# EXERCISE BRIEF:
Rewrite the entries below, changing "much appreciated" to "greatly appreciated" everywhere it appears and keeping every other word the same. Leave the pictures out of your answer.

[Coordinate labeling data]

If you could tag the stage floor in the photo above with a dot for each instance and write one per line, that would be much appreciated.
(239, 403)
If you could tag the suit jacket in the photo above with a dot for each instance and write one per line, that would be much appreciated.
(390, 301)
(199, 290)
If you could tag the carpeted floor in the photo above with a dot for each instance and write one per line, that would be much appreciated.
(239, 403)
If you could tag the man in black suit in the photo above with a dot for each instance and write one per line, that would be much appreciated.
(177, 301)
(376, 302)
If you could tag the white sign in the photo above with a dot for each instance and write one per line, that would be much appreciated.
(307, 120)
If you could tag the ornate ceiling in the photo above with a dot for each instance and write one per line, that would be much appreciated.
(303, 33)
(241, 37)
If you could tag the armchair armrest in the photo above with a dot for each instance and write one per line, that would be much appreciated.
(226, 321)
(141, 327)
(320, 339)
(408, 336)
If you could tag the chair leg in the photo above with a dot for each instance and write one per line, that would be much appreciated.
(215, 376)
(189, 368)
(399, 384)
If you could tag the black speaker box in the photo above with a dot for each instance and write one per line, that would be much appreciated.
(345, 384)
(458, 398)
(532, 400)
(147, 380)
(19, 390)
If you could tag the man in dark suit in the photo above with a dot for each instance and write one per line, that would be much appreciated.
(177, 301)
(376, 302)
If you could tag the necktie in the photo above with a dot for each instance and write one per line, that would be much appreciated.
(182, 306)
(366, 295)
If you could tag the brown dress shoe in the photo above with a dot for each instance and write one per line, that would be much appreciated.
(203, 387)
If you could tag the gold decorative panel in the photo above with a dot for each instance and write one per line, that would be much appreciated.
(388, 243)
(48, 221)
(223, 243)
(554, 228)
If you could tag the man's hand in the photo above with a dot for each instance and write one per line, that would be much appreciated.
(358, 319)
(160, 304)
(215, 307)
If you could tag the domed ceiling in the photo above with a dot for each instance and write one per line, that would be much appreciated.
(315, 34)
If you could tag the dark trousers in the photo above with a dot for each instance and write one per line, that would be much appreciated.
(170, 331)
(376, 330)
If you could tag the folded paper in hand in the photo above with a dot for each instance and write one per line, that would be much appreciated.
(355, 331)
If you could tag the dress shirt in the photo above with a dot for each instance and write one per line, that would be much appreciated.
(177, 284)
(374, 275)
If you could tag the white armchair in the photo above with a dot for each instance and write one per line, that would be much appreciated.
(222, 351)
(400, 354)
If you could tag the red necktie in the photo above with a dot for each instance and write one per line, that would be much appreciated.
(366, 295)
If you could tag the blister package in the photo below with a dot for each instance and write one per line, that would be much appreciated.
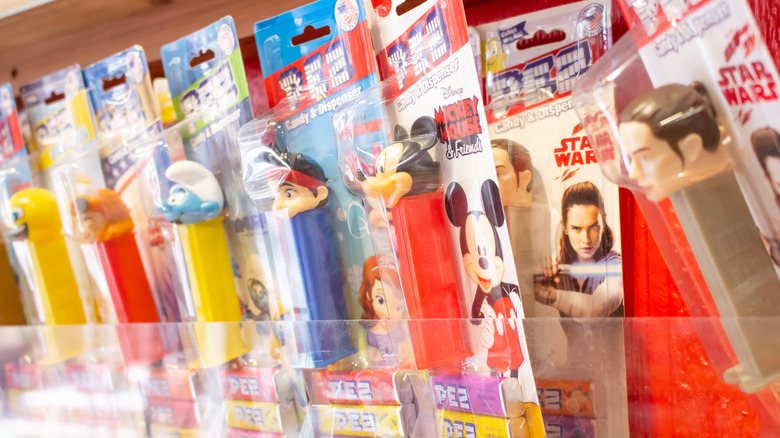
(207, 79)
(15, 175)
(693, 143)
(416, 148)
(314, 59)
(563, 214)
(516, 61)
(62, 122)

# FINISHED EXERCISE:
If you could tag the stage floor in the photo above with a dot for each instance and write one per line, that would be greatly appreciated.
(239, 403)
If you could tag the suit jacket in the photo above with a dot for each instance and write one per line, that would be greatly appreciated.
(390, 301)
(199, 290)
If you could tag the carpeted floor in the photo above with a dot for each instance and write one per line, that would be greatly appreciated.
(239, 403)
If you could tag the man in black suit in the photo above with a dot for each instance and write one per line, that would be greatly appreciated.
(177, 301)
(376, 302)
If you could tag the white sign in the photo above with a dot for each instance and write one per line, that would be greatly appreciated.
(307, 120)
If you could tag the ornate ceiling in the photo above with a dot for each instance and write one per line, that would be greatly appreciated.
(303, 33)
(241, 37)
If you could tag the armchair armrest in the photo above with a dot for each instance and write one per line, that would be greatly appreciated.
(226, 321)
(141, 327)
(320, 339)
(408, 336)
If you could tag the chair leg in the photo above with a dot for each instance and write one per line, that would be greatly appreciated.
(215, 376)
(189, 368)
(399, 384)
If you could tag the black speaker box in the photo above with a dot for each instance and write one per line, that would be greatly appreciated.
(345, 384)
(458, 398)
(532, 400)
(147, 380)
(19, 390)
If you could tag the man in dark suit in the photo above with a dot for each instance and write one per line, that would be greatly appreciated.
(177, 301)
(376, 302)
If you could tag the necktie in the photo above with a dot for each instance and write one per line, that would be greatly appreciated.
(182, 306)
(366, 295)
If you could tag the brown dress shoe in the photo above with a dot for each instance and write one per line, that would be greatly appreciated.
(203, 387)
If you could tag the gold decorative panel in the photo above with a dot for each instance and write one per line, that would be greatly appreciated.
(388, 243)
(48, 221)
(223, 243)
(554, 228)
If you could tag the man's hand in the photo above with a dot for each instance and write one per line, that would be greatly appreciated.
(358, 319)
(160, 304)
(215, 307)
If you could tag the domed ceiling in the photo above with a dot for each instance and write one per line, that would be greatly appreciated.
(315, 34)
If you could tag the dark trousers in the photo above with a dot for each instance and write one per line, that would be greatly appreciated.
(170, 331)
(376, 330)
If you could tag the folded paper in hand in the photo above with a dot for each instance and write one per line, that would be greatly appreciated.
(355, 331)
If you could tag the dress shirt in the photo above with a dot for each instance and write one per line, that would be greatly appreciated.
(177, 284)
(374, 275)
If you could tag the white armchair in the photo above with a dot for each instance and write one per line, that would be greatly appreciated.
(222, 351)
(400, 354)
If you could tag the red necktie in the photo above with a dot for each instance and write one per line, that would be greatly appreciated.
(366, 295)
If you could tag the blister package in the photo below with a dot for each instance and write one per line, that would be greatly appreciated.
(207, 79)
(15, 175)
(693, 143)
(416, 148)
(314, 59)
(563, 214)
(516, 61)
(62, 122)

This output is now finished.